• _EXTRACT TO READ_
────────────────
Artificial neural network

Fig. 3: Artificial neural network. Adapted from: Cburnett, https://commons.wikimedia.org/wiki/File:Artificial_neural_network.svg

ANNs consist generally of an input layer, one or more hidden layers, and an output layer. Each layer consists of one or more of the units described above. Neural networks with more than one hidden layer are called “deep” neural nets. Each unit is connected with one or more other units (indicated by the arrows in Fig. 3), and each connection is given more or less importance through an associated weight. In a feed-forward neural net, as shown in Fig. 3, a unit in a specific layer is only connected to units in the next layer, not with units within the same layer or in a previous layer, whereby the terms “next” and “previous” refer to sequences in time. In Fig. 3, the arrow of time flows from left to right. There are also so-called recurrent and convolutional neural networks, where the connections are more complicated. However, the main idea is the same. The middle layer in Fig. 3 is hidden, because it does not have direct connections to inputs or outputs, whereas the input and output layers communicate directly with the external world.
────────────────
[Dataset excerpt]
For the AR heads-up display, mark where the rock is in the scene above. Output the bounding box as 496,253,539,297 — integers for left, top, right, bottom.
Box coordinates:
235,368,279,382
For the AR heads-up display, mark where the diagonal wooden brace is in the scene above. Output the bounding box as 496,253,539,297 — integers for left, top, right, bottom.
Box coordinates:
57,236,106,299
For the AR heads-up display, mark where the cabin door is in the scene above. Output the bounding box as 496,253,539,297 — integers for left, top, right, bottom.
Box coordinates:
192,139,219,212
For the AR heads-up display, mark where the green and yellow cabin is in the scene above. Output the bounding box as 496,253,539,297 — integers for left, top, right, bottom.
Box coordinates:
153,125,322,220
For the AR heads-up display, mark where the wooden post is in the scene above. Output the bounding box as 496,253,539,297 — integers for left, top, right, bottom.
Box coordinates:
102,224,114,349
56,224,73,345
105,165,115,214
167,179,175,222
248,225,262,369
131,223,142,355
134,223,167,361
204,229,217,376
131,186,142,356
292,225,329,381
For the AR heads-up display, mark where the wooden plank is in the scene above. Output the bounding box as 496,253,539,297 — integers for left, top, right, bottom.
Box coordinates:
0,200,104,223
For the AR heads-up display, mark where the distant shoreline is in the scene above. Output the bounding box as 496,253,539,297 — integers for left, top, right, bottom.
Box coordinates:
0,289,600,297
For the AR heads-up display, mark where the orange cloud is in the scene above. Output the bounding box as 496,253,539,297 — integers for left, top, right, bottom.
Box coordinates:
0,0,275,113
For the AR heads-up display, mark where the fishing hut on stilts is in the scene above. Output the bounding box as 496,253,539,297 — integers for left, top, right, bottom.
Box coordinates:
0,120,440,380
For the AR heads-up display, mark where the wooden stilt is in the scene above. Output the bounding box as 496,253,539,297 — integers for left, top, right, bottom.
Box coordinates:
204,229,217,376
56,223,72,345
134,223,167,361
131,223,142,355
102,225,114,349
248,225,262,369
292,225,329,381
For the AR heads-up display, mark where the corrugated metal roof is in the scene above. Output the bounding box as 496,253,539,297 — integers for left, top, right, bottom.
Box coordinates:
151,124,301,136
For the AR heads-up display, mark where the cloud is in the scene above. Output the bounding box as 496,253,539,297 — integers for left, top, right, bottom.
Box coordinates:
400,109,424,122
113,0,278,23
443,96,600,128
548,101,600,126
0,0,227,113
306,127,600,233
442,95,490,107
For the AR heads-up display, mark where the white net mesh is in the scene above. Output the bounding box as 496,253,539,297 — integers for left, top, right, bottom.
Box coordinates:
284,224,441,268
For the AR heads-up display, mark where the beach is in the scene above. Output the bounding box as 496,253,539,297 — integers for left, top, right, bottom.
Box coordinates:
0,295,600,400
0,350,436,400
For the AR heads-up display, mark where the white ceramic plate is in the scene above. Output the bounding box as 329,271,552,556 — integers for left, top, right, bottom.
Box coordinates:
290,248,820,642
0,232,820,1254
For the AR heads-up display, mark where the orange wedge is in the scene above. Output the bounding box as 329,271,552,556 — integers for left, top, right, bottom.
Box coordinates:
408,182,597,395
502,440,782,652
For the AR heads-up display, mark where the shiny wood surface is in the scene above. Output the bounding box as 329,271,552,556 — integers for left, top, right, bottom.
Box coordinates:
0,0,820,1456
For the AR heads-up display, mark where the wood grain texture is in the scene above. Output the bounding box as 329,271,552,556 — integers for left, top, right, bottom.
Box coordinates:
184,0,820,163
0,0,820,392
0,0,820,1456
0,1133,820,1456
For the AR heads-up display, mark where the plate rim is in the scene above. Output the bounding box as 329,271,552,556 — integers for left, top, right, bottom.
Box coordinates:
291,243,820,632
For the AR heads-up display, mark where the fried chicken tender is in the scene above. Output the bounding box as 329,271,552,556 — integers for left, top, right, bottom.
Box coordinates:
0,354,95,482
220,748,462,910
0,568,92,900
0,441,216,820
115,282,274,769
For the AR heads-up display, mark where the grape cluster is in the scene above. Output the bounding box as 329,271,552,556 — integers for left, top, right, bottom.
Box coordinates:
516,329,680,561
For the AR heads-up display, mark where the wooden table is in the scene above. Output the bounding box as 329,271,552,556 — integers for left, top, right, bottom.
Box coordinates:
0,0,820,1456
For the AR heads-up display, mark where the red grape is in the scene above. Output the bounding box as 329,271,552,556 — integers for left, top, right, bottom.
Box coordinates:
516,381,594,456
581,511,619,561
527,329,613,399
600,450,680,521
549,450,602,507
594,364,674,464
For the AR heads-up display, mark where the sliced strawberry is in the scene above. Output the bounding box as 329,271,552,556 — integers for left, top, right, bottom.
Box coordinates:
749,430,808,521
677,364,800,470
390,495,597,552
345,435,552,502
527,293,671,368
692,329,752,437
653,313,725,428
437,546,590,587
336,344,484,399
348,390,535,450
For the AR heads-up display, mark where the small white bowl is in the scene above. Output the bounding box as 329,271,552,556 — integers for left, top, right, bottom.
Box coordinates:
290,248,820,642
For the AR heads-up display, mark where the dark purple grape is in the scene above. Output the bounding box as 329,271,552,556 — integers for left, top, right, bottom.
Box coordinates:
────────────────
• _BRIEF A_
Name every kind of layer that the passage on artificial neural networks says these networks generally consist of.
• _BRIEF B_
Extend the passage on artificial neural networks, picking up right after its final sentence.

• _TASK RESPONSE A_
Input layer, one or more hidden layers, output layer

• _TASK RESPONSE B_
Training and Learning

The thus assembled neural network “learns” by adjusting the various weights, for example, numbers between -1.0 and +1.0, but other values are of course possible. The weights are adjusted according to a specific training algorithm.

The training of a neural network typically proceeds as follows: A set of inputs is fed into the input layer of the neural network. Then, the neural network feeds that input through the network, in accordance with the weights (connections) and the activation functions. The final output at the output layer is then compared to the desired output according to a specific metric. Finally, the weights throughout the network are adjusted depending on the difference between the actual output and the desired output as measured by the chosen metric. Then, the entire process is repeated, usually many thousands or millions of times, until the output is satisfactory. There are many possible algorithms to adjust the weights, but a description of these algorithms goes beyond the scope of this article.

An Example

As a concrete example, let’s look at a fairly simple neural network that recognizes handwritten digits. A sample of the inputs is shown in Fig. 4. I programmed this simple feed-forward neural net for Andrew Ng’s excellent introductory course on Machine Learning, which I highly recommend.

Sample handwritten digits

Fig. 4: Sample handwritten digits

The architecture of the neural network is exactly as shown in Fig. 3, with 400 input units, since the input picture files have a size of 20 x 20 grayscale pixels (=400 pixels). There are 25 units in the hidden layer, and 10 output units, one for each digit from 0 to 9. This means that there are 10,000 connections (weights) between the input layer and the hidden layer (400 x 25) and 250 connections between the hidden layer and the output layer (25 x 10). In other words, we have 10,250 total parameters! For the technically interested, the activation function is here a simple sigmoid.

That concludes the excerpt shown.